### Problem
Copy out the lines below word for word, leaving the pictures out.

### Entries supplied

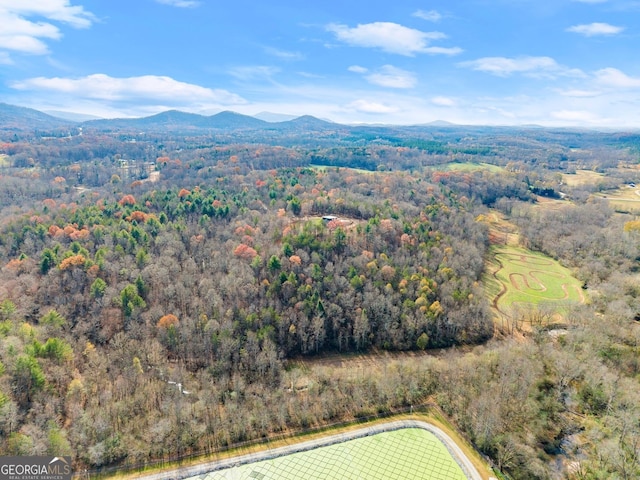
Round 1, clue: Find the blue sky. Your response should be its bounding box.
[0,0,640,127]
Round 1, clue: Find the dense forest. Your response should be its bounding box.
[0,113,640,479]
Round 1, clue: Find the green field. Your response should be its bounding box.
[430,162,504,173]
[191,428,466,480]
[309,164,384,173]
[594,186,640,213]
[485,246,584,313]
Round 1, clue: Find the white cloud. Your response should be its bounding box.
[558,89,602,98]
[11,73,245,105]
[567,22,624,37]
[229,65,280,80]
[362,65,418,88]
[431,96,458,107]
[0,0,95,28]
[156,0,200,8]
[264,47,304,60]
[346,99,398,113]
[458,57,584,77]
[347,65,369,73]
[412,10,442,22]
[326,22,462,57]
[595,68,640,89]
[0,0,95,57]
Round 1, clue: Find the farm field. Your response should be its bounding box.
[431,162,504,173]
[485,245,585,314]
[562,170,604,187]
[185,428,467,480]
[594,186,640,212]
[309,164,383,173]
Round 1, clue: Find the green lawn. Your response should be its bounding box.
[193,428,466,480]
[485,246,584,312]
[309,164,384,173]
[430,162,504,173]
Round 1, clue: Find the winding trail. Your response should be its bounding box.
[129,420,483,480]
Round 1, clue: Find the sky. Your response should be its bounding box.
[0,0,640,128]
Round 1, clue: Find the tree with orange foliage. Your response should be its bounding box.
[118,195,136,207]
[158,313,180,329]
[59,255,87,270]
[233,243,258,260]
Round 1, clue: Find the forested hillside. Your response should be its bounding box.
[0,118,640,478]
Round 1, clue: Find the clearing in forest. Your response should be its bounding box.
[185,428,467,480]
[430,162,504,173]
[485,245,585,320]
[562,170,605,187]
[485,245,585,320]
[594,185,640,213]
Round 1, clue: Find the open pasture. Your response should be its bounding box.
[562,170,604,187]
[485,246,585,313]
[430,162,504,173]
[192,428,467,480]
[594,185,640,212]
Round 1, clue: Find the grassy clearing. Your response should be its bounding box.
[108,409,495,480]
[198,428,466,480]
[431,162,504,173]
[562,170,604,187]
[309,164,378,173]
[485,245,585,313]
[594,186,640,212]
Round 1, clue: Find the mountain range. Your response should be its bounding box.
[0,103,344,131]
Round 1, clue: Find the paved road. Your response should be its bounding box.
[131,420,482,480]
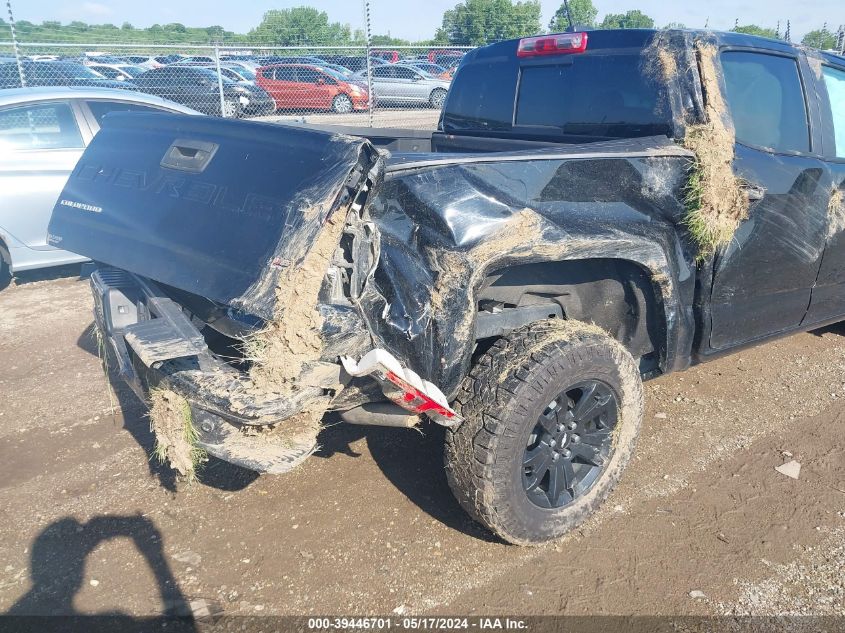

### In response
Round 1, clue: Find the blue sky. Your response should be its bounding box.
[0,0,640,127]
Round 1, clue: Find the dense forest. Your response should be its bounding box.
[0,113,640,479]
Round 1, clue: Find the green field. Your response should be its bounding box.
[430,162,504,173]
[191,428,466,480]
[309,164,384,173]
[594,186,640,213]
[485,246,584,313]
Round 1, clue: Find the white cloud. Your response should be its bounding box.
[558,89,602,98]
[11,73,245,105]
[567,22,624,37]
[229,65,280,80]
[362,65,418,88]
[431,96,458,107]
[0,0,95,28]
[156,0,200,8]
[264,47,304,60]
[346,99,398,113]
[458,57,584,77]
[347,65,369,73]
[412,10,442,22]
[326,22,462,57]
[595,68,640,89]
[0,0,95,57]
Round 1, clue: Find the farm field. Your response should be its bounding box.
[431,162,504,173]
[485,245,585,314]
[562,170,604,187]
[185,428,467,480]
[594,186,640,212]
[309,164,383,173]
Round 1, clue: Find the green lawn. Your response should be its bounding box.
[193,428,466,480]
[485,246,584,312]
[309,164,384,173]
[430,162,504,173]
Round 1, clue: Find the winding trail. Your response should be its bounding box.
[129,420,483,480]
Round 1, clue: Find the sky. Your response should be its bounding box.
[0,0,640,128]
Round 1, clue: Find the tree with orange foliage. Your response should be its bounding box.
[118,195,136,207]
[158,313,180,329]
[59,255,87,270]
[233,243,258,260]
Round 1, clue: Find the forested hillside. Your response should be its bounding box.
[0,118,640,478]
Round 1, clue: Find the clearing in forest. Your response should be its bounding box.
[185,428,467,480]
[430,162,504,173]
[485,245,585,320]
[562,170,605,187]
[485,245,585,320]
[594,185,640,213]
Round 1, clue: Find the open pasture. Your response should be its bounding box.
[562,170,604,187]
[485,246,585,313]
[430,162,504,173]
[192,428,467,480]
[594,185,640,212]
Round 1, clue: Find the grassy clearing. Your response should be its bounding box.
[108,409,495,480]
[198,428,466,480]
[431,162,504,173]
[562,170,604,187]
[309,164,378,173]
[485,245,585,313]
[594,186,640,212]
Round 1, clue: Find the mountain range. Your response should be its bounding box.
[0,103,344,131]
Round 1, clue: Find the paved road. Your response should be its bounding box.
[131,420,482,480]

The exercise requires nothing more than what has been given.